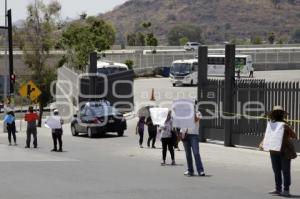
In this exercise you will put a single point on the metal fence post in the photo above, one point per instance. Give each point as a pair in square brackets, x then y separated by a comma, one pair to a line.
[229, 91]
[92, 71]
[202, 84]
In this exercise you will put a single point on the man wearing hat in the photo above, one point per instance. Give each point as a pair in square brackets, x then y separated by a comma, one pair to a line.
[31, 117]
[57, 132]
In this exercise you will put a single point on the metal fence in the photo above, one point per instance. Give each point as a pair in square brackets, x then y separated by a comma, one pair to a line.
[164, 58]
[252, 99]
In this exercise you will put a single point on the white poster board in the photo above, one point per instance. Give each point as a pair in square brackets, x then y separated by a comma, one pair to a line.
[183, 113]
[53, 122]
[159, 115]
[273, 136]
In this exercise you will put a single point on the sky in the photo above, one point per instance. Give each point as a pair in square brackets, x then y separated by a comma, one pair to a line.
[70, 8]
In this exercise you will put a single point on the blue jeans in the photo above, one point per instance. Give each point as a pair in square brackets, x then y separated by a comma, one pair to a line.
[281, 167]
[190, 143]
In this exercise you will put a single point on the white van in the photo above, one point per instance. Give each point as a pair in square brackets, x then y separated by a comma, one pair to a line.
[109, 67]
[191, 46]
[186, 71]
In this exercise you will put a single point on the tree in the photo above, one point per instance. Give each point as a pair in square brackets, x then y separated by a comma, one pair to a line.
[257, 40]
[183, 40]
[129, 63]
[140, 39]
[83, 37]
[192, 33]
[38, 40]
[131, 39]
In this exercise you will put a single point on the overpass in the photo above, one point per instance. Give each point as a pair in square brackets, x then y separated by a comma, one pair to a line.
[265, 57]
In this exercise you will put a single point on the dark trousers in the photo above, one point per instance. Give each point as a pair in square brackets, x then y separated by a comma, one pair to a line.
[141, 133]
[152, 136]
[167, 144]
[57, 136]
[33, 132]
[11, 131]
[191, 144]
[281, 167]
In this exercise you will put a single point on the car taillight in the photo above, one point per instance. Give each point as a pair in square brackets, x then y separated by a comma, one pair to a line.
[96, 121]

◇ ◇ ◇ ◇

## TASK TO COMPLETE:
Start at the line with "on the tree" and stop at the end of the records. Write those lines out exactly and add nothing.

## TASK OUTPUT:
In this exercise you will put a single point on the tree in the photo above, one point per instance. Give each point as a pair in square brackets, x then y separated by a comma, one pair to a line.
[257, 40]
[183, 40]
[129, 63]
[140, 39]
[83, 37]
[192, 33]
[38, 40]
[131, 39]
In this exercise you will put a single point on the overpass in the photo above, one point per instance. Give each point as a pair in square brackets, x then y separated by a comma, one pair to a line.
[265, 57]
In this exercise you will put a single point on the dark trousers in the photo above, one point per instance. Give each point as a pair in square brackets, x then y separated by a comma, one pair to a line.
[141, 133]
[152, 136]
[167, 144]
[57, 136]
[33, 132]
[11, 131]
[191, 144]
[281, 167]
In this exercise you will put a single point on the car taillight in the photo above, one point per instance. Give each point as a pair in square brackets, x then y separated by a comma, one pair to a line.
[96, 121]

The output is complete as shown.